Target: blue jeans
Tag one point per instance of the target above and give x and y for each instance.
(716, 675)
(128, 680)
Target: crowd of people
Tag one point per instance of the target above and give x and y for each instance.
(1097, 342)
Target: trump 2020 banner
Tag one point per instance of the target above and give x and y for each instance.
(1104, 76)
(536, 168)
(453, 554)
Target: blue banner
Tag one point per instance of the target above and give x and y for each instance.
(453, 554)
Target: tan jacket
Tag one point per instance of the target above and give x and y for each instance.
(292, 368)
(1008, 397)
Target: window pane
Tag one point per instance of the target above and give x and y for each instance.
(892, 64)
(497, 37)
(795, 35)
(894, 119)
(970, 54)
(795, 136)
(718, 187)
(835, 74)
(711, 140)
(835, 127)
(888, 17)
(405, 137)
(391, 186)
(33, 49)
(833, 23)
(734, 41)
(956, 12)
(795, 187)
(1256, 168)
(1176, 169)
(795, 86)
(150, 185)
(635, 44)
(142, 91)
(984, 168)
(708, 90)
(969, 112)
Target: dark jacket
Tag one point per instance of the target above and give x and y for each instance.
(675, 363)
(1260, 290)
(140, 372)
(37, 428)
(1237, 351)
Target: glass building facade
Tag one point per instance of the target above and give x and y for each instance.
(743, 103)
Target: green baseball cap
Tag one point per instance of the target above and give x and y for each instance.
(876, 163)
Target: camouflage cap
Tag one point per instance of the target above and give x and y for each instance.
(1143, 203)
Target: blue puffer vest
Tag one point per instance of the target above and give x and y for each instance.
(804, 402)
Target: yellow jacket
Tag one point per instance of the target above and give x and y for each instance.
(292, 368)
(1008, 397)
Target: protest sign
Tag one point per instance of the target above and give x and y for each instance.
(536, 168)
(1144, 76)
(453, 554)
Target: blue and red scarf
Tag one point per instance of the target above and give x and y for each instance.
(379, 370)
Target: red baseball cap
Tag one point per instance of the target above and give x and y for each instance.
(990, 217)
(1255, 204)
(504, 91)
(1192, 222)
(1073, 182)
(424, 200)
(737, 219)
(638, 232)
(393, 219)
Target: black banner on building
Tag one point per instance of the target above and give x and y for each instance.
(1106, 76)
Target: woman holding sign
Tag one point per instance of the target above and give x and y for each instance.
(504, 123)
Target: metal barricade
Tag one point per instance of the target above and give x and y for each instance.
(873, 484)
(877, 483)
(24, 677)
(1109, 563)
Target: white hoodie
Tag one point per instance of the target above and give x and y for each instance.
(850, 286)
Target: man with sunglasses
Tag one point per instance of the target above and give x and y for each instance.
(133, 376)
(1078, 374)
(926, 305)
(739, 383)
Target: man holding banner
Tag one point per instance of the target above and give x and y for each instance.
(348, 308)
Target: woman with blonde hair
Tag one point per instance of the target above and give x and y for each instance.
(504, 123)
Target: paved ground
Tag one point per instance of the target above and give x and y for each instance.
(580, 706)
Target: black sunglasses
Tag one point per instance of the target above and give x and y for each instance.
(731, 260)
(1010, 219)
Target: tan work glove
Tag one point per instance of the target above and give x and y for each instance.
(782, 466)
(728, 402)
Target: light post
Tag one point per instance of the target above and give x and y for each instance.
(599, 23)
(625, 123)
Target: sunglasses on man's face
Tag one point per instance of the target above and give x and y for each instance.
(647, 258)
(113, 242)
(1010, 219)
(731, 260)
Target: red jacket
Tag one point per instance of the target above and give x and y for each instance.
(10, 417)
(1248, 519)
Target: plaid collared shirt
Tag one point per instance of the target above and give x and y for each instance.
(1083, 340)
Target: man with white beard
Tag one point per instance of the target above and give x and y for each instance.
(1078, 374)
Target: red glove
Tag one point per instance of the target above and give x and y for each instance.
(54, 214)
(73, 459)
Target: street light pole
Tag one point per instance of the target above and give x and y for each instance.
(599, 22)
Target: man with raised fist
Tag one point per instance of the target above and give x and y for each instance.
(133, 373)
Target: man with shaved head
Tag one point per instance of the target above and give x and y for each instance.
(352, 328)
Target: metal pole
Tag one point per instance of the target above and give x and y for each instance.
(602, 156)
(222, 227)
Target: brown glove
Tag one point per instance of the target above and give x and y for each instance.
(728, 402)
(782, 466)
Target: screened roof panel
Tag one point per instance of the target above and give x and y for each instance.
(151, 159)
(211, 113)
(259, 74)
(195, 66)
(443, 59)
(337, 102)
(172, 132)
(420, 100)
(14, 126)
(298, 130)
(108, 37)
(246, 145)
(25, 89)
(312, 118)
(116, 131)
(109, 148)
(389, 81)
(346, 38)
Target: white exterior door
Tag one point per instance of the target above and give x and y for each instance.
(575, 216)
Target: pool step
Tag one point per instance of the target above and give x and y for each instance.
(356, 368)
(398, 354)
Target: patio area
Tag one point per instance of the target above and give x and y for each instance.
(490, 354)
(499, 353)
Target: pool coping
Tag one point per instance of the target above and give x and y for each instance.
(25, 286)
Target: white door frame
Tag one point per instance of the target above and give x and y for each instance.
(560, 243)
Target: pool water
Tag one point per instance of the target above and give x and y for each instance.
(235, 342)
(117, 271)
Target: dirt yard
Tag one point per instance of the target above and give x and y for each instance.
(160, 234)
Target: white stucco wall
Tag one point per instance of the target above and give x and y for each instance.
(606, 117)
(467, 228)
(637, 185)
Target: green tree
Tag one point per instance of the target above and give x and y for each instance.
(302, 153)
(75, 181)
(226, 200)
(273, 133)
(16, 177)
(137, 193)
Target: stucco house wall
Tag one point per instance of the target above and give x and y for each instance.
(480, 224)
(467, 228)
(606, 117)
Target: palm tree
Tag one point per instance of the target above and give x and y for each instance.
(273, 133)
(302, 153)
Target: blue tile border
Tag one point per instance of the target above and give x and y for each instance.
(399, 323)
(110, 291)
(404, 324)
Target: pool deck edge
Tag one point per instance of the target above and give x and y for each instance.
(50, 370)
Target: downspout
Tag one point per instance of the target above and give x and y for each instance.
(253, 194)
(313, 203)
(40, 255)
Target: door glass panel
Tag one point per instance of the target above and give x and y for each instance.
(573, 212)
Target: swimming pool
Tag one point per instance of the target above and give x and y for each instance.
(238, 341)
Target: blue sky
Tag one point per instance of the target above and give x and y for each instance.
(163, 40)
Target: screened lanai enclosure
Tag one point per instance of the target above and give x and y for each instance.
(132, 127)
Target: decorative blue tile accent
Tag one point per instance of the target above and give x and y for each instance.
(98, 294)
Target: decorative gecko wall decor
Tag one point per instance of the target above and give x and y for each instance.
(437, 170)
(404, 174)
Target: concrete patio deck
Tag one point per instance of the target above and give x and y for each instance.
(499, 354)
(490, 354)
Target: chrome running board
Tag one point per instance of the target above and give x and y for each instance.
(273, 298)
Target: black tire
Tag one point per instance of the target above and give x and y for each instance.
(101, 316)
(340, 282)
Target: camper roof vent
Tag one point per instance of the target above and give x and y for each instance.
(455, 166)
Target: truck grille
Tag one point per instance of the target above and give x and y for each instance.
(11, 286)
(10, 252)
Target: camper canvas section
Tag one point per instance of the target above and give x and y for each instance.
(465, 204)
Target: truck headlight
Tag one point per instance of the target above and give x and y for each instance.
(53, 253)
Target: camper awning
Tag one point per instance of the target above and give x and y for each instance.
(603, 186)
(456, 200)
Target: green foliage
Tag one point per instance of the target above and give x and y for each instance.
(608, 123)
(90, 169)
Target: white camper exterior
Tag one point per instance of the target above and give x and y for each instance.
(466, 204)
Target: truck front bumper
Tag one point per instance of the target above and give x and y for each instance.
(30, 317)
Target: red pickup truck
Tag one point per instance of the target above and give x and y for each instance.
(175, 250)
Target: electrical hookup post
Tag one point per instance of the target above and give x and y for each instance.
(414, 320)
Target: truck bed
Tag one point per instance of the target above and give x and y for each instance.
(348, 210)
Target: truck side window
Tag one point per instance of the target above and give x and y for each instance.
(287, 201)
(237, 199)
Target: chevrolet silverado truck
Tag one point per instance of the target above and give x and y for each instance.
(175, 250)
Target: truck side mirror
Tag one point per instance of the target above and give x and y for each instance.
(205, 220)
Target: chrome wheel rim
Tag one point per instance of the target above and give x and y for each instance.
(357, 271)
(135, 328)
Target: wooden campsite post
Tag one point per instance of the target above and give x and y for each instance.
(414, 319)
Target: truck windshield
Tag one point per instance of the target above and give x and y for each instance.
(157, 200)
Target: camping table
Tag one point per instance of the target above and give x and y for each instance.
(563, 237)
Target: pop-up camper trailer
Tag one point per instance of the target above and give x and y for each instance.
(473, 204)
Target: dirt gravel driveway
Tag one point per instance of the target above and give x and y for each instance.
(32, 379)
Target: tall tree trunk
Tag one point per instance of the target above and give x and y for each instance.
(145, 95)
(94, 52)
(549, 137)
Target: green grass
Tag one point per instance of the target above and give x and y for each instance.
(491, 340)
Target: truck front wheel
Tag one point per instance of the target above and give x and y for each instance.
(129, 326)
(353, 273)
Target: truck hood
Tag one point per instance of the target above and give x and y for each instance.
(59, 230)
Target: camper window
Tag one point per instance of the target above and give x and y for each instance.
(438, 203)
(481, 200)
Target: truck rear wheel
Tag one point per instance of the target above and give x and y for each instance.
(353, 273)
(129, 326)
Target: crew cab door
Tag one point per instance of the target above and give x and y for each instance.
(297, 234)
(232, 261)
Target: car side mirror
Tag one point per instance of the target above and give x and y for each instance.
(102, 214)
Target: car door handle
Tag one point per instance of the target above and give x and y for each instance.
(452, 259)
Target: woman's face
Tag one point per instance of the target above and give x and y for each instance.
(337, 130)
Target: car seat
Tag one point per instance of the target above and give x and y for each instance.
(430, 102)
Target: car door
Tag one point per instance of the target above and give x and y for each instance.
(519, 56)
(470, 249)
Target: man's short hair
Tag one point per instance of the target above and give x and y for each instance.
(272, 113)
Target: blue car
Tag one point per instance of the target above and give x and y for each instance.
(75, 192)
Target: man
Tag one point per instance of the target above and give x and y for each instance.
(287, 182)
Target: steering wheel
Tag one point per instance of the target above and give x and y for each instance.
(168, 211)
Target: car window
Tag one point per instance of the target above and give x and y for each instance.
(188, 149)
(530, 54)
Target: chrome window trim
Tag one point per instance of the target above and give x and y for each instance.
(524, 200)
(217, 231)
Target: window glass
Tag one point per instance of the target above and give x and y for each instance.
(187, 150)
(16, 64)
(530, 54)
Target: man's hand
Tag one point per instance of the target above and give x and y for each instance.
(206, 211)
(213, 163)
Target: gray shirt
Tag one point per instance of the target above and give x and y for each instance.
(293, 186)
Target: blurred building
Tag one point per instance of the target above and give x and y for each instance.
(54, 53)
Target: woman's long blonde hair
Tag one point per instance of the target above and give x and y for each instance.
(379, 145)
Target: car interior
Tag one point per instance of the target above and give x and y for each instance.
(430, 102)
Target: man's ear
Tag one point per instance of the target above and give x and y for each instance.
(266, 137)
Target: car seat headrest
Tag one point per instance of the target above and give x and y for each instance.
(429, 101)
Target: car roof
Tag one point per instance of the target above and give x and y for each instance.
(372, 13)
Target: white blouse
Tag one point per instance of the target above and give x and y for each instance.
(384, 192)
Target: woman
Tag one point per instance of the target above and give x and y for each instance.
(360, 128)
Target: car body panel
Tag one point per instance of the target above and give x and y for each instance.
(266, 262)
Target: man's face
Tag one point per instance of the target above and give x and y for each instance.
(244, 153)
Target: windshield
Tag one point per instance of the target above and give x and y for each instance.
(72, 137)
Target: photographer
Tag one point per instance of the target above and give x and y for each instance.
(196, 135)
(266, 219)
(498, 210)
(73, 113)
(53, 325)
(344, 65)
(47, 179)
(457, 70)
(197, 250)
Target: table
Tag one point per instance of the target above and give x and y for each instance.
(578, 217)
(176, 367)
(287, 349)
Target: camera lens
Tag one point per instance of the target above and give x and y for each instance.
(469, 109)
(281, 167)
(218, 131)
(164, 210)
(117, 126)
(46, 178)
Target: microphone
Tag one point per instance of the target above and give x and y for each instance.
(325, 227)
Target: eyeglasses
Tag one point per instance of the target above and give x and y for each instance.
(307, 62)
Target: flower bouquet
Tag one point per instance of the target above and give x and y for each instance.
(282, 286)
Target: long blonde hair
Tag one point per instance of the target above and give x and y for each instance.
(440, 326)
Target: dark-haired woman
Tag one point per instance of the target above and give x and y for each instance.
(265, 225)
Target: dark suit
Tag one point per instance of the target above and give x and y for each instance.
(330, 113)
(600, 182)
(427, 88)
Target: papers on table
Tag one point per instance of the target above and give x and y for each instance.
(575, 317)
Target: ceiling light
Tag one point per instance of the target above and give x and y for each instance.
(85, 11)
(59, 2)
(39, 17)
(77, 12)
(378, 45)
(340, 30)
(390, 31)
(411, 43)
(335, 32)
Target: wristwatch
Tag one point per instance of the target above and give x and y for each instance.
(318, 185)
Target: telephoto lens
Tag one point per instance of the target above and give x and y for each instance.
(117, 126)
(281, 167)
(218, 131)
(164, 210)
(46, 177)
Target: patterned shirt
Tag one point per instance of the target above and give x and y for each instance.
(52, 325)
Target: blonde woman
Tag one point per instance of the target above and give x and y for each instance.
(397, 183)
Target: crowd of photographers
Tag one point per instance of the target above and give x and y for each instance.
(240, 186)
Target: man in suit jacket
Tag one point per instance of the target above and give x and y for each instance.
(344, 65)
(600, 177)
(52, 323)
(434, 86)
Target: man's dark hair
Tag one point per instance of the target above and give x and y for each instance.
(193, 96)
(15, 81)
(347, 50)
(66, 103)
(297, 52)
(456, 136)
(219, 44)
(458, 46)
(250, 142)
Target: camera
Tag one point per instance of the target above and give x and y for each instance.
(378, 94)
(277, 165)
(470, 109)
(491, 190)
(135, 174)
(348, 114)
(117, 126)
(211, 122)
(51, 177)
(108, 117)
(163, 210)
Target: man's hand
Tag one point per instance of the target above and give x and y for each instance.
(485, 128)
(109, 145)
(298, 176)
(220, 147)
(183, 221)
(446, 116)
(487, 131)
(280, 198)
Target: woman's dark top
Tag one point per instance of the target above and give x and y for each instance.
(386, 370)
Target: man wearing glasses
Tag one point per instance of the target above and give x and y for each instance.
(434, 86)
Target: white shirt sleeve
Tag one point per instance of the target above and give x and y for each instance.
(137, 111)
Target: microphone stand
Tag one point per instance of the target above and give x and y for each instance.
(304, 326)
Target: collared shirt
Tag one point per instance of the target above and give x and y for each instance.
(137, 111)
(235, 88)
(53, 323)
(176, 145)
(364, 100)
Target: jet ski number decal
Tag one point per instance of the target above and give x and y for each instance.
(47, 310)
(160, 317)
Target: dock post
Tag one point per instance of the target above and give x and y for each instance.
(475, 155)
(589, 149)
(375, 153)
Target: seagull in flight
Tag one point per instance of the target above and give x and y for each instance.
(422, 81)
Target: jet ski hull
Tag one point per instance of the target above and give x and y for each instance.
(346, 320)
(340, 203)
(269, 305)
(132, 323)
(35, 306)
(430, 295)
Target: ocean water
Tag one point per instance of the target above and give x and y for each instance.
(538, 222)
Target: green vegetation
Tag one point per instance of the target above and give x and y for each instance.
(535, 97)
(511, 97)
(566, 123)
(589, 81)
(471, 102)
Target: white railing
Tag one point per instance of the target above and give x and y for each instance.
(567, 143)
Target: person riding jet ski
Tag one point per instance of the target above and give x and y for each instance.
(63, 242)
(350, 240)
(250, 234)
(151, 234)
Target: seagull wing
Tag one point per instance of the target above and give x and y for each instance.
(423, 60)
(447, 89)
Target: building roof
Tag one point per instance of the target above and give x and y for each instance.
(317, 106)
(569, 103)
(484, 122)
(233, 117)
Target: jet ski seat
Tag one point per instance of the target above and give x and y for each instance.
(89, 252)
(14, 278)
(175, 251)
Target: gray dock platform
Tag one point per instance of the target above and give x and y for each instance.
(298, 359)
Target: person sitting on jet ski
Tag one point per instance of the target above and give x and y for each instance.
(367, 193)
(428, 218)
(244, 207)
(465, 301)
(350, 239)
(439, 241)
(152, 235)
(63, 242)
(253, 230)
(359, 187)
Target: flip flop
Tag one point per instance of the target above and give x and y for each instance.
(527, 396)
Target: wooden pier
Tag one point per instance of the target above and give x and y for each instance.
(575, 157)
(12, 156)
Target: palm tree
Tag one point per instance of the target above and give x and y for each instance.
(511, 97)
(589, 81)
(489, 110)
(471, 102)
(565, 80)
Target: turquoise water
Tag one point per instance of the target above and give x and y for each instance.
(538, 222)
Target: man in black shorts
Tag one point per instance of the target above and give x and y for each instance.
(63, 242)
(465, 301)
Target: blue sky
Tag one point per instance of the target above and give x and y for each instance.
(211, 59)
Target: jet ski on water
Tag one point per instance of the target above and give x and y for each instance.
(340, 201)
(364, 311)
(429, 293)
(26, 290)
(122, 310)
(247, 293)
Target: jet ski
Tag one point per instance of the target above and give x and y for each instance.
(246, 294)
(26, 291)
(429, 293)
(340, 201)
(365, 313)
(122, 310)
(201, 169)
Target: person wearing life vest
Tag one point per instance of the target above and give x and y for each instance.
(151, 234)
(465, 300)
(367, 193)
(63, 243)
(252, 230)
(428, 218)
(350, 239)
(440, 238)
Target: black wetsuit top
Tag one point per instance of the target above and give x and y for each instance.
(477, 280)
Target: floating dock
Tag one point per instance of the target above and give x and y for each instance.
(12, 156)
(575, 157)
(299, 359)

■ **TASK TO CARRY OUT**: Extract exactly the lines between the line containing "Target: seagull wing" and the end of the data, including both.

■ **WORKED ANSWER**:
Target: seagull wing
Tag one point per instance of the target above and give x and y for each instance.
(423, 60)
(447, 89)
Target: building roof
Tag one point per instance of the target above and give x and y for each instance.
(317, 106)
(569, 103)
(484, 122)
(233, 117)
Target: jet ski seat
Tag one point per instance of the target above and give x and y for each instance.
(89, 252)
(14, 278)
(175, 251)
Target: gray dock platform
Tag one point per instance of the target above and give x and y for each instance.
(298, 359)
Target: person sitting on jet ski
Tag one point per instance of the target above and give x and y for each instance.
(367, 193)
(428, 218)
(244, 207)
(465, 301)
(350, 239)
(439, 241)
(152, 235)
(63, 242)
(253, 230)
(359, 187)
Target: flip flop
Tag one point per instance of the target above and give x and y for each instance.
(527, 396)
Target: wooden pier
Tag one point per instance of the target above and give x and y for each instance.
(575, 157)
(12, 156)
Target: palm tree
Tag one point per instance of the target above and give x and y for each instance.
(511, 97)
(589, 81)
(489, 110)
(471, 102)
(565, 80)
Target: turquoise water
Tag one point per instance of the target above and give x and y for each instance.
(538, 222)
Target: man in black shorts
Tag one point per instance of the target above and give x and y for each instance.
(63, 242)
(465, 301)
Target: blue sky
Tag one point per instance of the target above and give x and y for each instance.
(211, 59)
Target: jet ski on water
Tag one point per instance of the target above and give x and y for each instance.
(340, 201)
(364, 311)
(429, 293)
(26, 290)
(122, 310)
(247, 293)
Target: jet ski
Tag one point per instance of the target above and give x and y for each instance.
(246, 294)
(26, 291)
(429, 293)
(340, 201)
(365, 313)
(122, 310)
(201, 169)
Target: person wearing life vest
Tag one point per instance of the target above and give x and y for each instance.
(151, 234)
(465, 300)
(367, 193)
(63, 243)
(252, 230)
(428, 218)
(350, 239)
(440, 238)
Target: black wetsuit top
Tag one point per instance of the target above and give x and y for each instance.
(477, 280)
Target: floating dock
Tag one point per instance of the target above and give x and y for each instance.
(12, 156)
(575, 157)
(299, 359)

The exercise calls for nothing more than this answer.